Quoted passage:
School-based screening for weight problems
Thursday, September 16th, 2010
Schools have been measuring their students' height and weight for decades, but now that information is often a starting point for conversations about childhood obesity.
Pennsylvania schools calculate Body Mass Index to estimate body fat and monitor the state's child obesity problem. Some policy experts worry that BMI screening at school can stigmatize some kids or lead to unhealthy behavior.
Parents get a kid-specific report that tells them how their child measures up to others in the same age group. Children at the 85th percentile are overweight, those at the 95th percentile are obese.
Robert Karch is a policy expert with Nemours Health and Prevention Services. He says parents need guidance on what to do next.
Karch: I suggest that if weights and heights are taken in the school and BMI is calculated that there be instructions for the parent to pursue further information and evaluation by the child's health care provider.
Karch is a pediatrician. In conversations with parents and patients, he finds out what kids eat for breakfast, whether they eat fast food and how often they have soda or sugary drinks, as well as how much time they spend in front of the TV.

Excerpts from a dataset:
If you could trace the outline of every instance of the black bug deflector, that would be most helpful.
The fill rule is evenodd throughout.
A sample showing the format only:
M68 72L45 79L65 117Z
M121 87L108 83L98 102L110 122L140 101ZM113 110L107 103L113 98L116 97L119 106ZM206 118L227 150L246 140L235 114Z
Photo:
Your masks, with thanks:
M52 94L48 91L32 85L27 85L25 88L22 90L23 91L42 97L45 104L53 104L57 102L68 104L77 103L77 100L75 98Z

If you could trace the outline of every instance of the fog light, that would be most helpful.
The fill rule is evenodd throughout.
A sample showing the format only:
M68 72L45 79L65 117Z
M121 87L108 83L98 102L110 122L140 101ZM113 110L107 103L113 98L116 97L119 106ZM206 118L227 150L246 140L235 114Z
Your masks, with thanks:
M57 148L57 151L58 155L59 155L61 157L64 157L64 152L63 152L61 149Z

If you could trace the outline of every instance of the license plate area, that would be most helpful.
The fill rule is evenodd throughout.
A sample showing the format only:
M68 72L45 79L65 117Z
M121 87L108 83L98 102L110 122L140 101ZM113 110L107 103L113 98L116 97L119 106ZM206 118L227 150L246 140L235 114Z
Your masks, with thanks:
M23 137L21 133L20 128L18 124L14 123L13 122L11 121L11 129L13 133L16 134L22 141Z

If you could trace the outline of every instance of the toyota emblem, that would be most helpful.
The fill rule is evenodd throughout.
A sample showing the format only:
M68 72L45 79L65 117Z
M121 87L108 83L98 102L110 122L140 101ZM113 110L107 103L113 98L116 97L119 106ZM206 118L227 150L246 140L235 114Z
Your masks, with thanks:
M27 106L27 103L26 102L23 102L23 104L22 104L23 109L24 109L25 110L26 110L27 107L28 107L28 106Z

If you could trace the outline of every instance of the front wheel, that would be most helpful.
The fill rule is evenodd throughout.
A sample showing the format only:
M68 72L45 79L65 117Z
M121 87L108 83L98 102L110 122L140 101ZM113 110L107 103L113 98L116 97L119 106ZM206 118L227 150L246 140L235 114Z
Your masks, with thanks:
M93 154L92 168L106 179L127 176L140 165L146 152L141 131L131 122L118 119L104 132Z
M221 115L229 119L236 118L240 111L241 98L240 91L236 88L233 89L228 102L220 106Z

Study questions:
[A] In the article on school BMI screening, print everything from "Pennsylvania schools calculate" down to "health care provider.".
[B] According to the article on school BMI screening, why do Pennsylvania schools calculate Body Mass Index?
[C] Write the next part of the article on school BMI screening, picking up after its final sentence.
The lines above have nothing to do with what you are asked to do.

Answers to the tasks:
[A]
Pennsylvania schools calculate Body Mass Index to estimate body fat and monitor the state's child obesity problem. Some policy experts worry that BMI screening at school can stigmatize some kids or lead to unhealthy behavior.
Parents get a kid-specific report that tells them how their child measures up to others in the same age group. Children at the 85th percentile are overweight, those at the 95th percentile are obese.
Robert Karch is a policy expert with Nemours Health and Prevention Services. He says parents need guidance on what to do next.
Karch: I suggest that if weights and heights are taken in the school and BMI is calculated that there be instructions for the parent to pursue further information and evaluation by the child's health care provider.

[B] They calculate it to estimate students' body fat and to monitor the state's child obesity problem.

[C]
He say those questions are a starting point for mapping out a plan to make lifestyle changes that can lower the risk for weight-related illnesses such as diabetes and heart disease.
Pennsylvania schools require the BMI screening, Delaware schools don't.
Beth Anne Bohn leads the Pennsylvania Division of School Health. She says schools work to ensure each child's privacy.
Bohn: The nurse calculates the BMI and BMI-for age percentile and then puts that in a letter that is to be sent home to the parents. The screening procedure itself is no different than when the kids' grandparents were in school.
The American Academy of Pediatrics recommends that doctors begin measuring BMI when a child is 2.